PARKLAND, Fla. — Colombian bodybuilder-turned-biochemist Marco Ossa is clearly Latin America's answer to Arnold Schwarzenegger.

At 46, Ossa is perhaps the region's best-known personal trainer, helping celebrities from one-time Argentine soccer star Diego Maradona to Mario Kreutzberger — a.k.a. Don Francisco — get themselves into shape. He won the Mr. Latin America title in 1982 and the Mr. Universe title nine years later, and proudly holds the international record for the leg press: 1,250 pounds, or 14 twenty-five-pound "plates" on each side.

Ossa has also conducted training seminars with Schwarzenegger and has made dozens of TV appearances on CNN, Telemundo, Fox Sports and Univisión.

Unlike the new governor of California, however, Ossa decided long ago that his future lay not in politics but in business. Today, the muscular Cali native is profiting handsomely from his three books on fitness, not to mention his own line of nutritional supplements and his steady stream of high-priced clients.

Besides Maradona, the list of famous people Ossa has trained includes boxing champion Evander Holyfield, karate's Robert Fletcher and tennis star Michael Chang. He's also worked with Argentine pianist Raúl di Blasio, supermodel Niki Taylor and talk-show personality Cristina Saralegui.

"Most of the time, they see me in TV interviews and call me," Ossa told Seis Continentes during a recent interview at his luxurious five-bedroom home/office in Parkland, a ritzy new suburb northwest of Fort Lauderdale.

"I'm very popular with the jet set," he boasted. "Some people say I'm the most expensive trainer in the world."

####

* _Written exercise_:
Answer these questions from the profile of Marco Ossa:
(a) What title did Ossa win in 1982?
(b) What is his international leg press record?
(c) Where is Parkland located?

Excerpts from location labeling data:
####

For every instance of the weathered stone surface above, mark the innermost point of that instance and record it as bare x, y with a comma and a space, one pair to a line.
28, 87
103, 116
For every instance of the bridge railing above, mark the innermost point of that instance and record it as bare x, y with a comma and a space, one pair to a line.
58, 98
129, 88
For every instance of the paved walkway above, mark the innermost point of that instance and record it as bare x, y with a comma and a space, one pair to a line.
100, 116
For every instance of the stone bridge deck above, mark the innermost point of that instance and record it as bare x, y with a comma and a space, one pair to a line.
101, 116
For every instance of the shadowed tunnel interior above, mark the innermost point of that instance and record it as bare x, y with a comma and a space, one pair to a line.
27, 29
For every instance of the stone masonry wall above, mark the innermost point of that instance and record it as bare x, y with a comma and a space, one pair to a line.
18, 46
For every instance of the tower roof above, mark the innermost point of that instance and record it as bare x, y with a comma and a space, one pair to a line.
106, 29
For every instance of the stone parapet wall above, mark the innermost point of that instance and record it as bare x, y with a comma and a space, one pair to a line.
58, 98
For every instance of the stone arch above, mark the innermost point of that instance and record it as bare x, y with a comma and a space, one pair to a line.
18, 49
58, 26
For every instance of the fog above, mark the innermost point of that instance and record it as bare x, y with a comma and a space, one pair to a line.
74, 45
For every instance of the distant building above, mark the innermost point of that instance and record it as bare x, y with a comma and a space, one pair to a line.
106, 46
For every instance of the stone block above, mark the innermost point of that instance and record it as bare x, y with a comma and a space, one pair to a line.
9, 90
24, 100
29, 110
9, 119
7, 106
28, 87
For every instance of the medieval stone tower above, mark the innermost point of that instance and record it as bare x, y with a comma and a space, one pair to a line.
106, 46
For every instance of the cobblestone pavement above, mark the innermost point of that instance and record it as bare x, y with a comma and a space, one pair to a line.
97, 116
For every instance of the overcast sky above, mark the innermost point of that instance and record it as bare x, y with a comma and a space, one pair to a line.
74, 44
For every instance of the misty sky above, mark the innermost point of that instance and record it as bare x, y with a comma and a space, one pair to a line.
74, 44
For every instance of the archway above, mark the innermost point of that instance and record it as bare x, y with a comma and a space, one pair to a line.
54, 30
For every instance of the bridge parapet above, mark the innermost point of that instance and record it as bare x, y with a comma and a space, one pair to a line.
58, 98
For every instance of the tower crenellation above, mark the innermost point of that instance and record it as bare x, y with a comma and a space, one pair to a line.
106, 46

####

* _Answer to the exercise_:
(a) Mr. Latin America
(b) 1,250 pounds, or 14 twenty-five-pound "plates" on each side
(c) Northwest of Fort Lauderdale